* **GOAL OF THE EXERCISE**: Quote the entries below from the line with "Question. The picture above shows the woman with short" through the line with "Question. The picture above shows the smiling", both ends included, and only those lines.

* **EXTRACTED ENTRIES**:

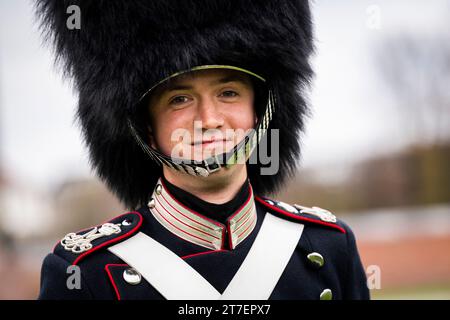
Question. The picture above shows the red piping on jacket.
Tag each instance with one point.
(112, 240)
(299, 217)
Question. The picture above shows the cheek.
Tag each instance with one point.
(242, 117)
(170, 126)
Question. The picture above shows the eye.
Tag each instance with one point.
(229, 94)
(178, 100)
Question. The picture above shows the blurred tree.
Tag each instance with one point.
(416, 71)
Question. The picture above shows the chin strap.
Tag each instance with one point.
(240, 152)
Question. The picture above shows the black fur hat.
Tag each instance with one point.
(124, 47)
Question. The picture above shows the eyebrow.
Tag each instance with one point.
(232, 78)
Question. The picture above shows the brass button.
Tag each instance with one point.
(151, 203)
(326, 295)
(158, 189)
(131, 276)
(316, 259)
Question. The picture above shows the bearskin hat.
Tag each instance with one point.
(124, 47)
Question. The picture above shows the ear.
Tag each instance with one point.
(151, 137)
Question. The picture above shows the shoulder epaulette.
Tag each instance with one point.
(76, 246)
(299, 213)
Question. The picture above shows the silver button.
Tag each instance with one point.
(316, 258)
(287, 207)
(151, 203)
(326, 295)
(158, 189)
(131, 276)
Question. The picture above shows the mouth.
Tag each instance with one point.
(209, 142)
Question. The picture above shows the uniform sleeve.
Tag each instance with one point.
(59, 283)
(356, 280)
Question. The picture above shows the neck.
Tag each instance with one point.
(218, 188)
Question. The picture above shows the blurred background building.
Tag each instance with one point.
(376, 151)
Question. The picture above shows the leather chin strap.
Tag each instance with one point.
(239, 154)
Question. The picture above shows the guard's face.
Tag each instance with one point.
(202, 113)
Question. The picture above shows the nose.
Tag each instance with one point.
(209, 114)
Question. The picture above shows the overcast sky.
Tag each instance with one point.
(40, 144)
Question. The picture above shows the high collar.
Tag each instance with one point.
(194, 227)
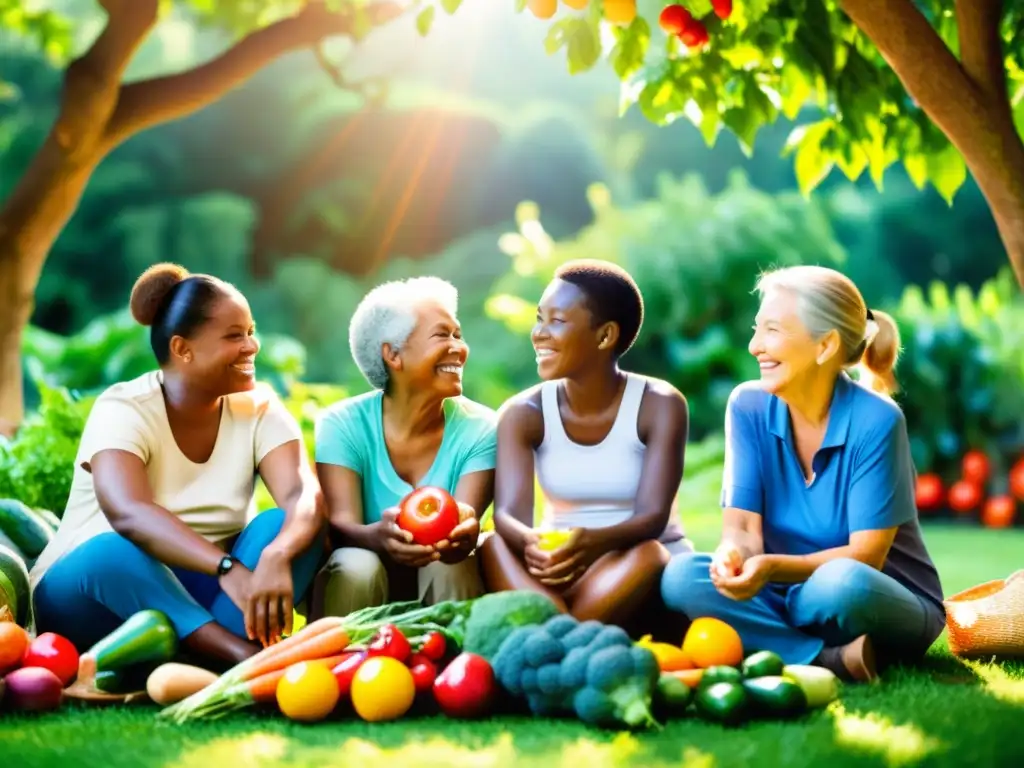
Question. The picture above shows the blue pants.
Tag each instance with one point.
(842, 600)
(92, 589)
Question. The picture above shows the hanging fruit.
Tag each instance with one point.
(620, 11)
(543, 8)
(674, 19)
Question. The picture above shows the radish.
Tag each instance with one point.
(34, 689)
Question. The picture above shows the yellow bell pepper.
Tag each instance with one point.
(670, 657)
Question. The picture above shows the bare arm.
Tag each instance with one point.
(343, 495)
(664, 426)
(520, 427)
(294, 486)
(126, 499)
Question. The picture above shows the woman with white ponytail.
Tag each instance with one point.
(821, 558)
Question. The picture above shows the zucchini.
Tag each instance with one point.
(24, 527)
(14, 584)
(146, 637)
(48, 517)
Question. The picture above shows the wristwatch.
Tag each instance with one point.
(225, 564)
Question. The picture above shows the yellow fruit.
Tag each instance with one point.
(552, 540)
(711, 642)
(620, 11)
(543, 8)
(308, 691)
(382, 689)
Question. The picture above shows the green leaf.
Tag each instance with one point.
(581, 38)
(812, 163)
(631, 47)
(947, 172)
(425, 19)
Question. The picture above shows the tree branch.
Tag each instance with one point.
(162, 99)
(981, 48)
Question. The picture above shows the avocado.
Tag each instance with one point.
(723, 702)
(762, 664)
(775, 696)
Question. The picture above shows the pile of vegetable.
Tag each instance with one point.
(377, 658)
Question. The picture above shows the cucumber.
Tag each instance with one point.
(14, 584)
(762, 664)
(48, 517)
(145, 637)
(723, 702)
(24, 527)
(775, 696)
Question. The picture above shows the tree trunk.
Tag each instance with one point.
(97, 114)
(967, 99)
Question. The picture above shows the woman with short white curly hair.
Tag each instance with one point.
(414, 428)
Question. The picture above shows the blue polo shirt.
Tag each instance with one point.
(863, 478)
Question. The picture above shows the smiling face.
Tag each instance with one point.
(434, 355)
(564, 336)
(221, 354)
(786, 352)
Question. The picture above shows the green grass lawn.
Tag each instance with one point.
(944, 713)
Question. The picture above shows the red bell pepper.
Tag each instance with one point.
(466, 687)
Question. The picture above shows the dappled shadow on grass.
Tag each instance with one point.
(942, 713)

* **EXERCISE OUTPUT**:
Question. The picture above shows the woman with short white curly hair.
Tag each instance with one point.
(414, 428)
Question. The picture above shows the blue polo shirt.
Tag each instance with one point.
(863, 478)
Question. The picture above shows the smiling face.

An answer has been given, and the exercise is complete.